Reproduce the records below exactly as shown.

___ Data for review

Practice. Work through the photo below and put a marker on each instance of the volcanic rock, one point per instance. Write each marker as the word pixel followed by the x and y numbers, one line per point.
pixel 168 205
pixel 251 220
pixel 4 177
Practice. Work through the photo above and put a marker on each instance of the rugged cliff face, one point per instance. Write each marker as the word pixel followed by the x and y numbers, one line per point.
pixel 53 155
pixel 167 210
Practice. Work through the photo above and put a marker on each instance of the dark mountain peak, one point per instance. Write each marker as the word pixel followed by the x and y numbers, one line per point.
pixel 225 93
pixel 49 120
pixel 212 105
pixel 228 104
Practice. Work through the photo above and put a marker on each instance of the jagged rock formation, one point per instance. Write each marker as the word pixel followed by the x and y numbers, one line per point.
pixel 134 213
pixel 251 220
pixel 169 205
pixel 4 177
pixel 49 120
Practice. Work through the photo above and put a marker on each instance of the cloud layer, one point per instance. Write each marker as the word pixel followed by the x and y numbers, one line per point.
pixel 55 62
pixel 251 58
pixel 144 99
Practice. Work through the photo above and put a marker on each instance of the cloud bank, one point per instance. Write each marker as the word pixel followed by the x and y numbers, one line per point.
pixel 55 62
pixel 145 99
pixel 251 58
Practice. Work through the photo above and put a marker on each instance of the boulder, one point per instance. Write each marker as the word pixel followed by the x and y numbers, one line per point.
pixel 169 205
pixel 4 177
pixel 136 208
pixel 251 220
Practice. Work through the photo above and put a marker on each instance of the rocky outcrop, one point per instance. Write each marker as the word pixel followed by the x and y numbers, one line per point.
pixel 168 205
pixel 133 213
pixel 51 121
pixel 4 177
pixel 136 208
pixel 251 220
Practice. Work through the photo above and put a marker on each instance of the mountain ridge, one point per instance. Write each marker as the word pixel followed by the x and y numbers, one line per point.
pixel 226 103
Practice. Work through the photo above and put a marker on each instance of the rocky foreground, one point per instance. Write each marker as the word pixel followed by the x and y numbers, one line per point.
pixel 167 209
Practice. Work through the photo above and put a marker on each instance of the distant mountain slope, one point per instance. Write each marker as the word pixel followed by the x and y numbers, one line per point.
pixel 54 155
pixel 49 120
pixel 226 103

______

#### [Solution]
Practice. Work through the photo below and put a marker on each instance of the volcanic rock, one point per instance. Write each marker as the word pixel followed by the x and y numbers, one line per point.
pixel 168 205
pixel 251 220
pixel 4 177
Practice. Work through the photo above and put a marker on each instance of the rugged cliff face, one point per instance. Write each marker as the word pixel followed by the x and y numbers, one line per point.
pixel 53 155
pixel 167 210
Practice. Work through the photo above and put a marker on each instance of the dark mountain peak, one point per instance. Write each marker as the word pixel followed by the x and y numbers, one line per point.
pixel 225 93
pixel 49 120
pixel 212 105
pixel 228 104
Practice. Work through the photo above and put a marker on each instance of the jagged rock formation, one point per instance. Write each marker as the word pixel followed by the x and y numbers, one line per point.
pixel 134 213
pixel 251 220
pixel 169 205
pixel 4 177
pixel 49 120
Practice. Work through the photo above and put a marker on each instance of the cloud layer, one point per instance. Write each marker as the word pixel followed by the x and y numbers, one line per point.
pixel 55 62
pixel 251 58
pixel 144 99
Practice. Work through the photo above and put a marker on each instance of the cloud bank, one point per instance. Write each marker as the word pixel followed by the x and y numbers, one line per point.
pixel 55 62
pixel 145 99
pixel 251 58
Practice. Work through the photo above and put a marker on each instance of the boulder, one point per instance. Write each marker as the word pixel followed by the x and y numbers, one line per point.
pixel 169 205
pixel 4 177
pixel 136 208
pixel 251 220
Practice. Work through the photo above and put a marker on each instance of the rocky outcrop, one point per instance. Write each marker as the word pixel followed by the x and y numbers, one line per point.
pixel 168 205
pixel 133 213
pixel 51 121
pixel 4 177
pixel 136 208
pixel 251 220
Practice. Work through the photo above and put a marker on each instance of the mountain ridge, one point per instance. Write each marker as the word pixel followed by the x and y numbers, one line per point.
pixel 226 103
Practice. Work through the photo above and put a marker on each instance of the rocky foreground, one point per instance. Write each marker as the word pixel followed by the x and y numbers, one line per point.
pixel 167 209
Practice. Work through the photo above and put a marker on each instance of the distant mountain slope, one point per instance. Write each marker as the word pixel followed by the x and y numbers, one line per point.
pixel 54 155
pixel 49 120
pixel 226 103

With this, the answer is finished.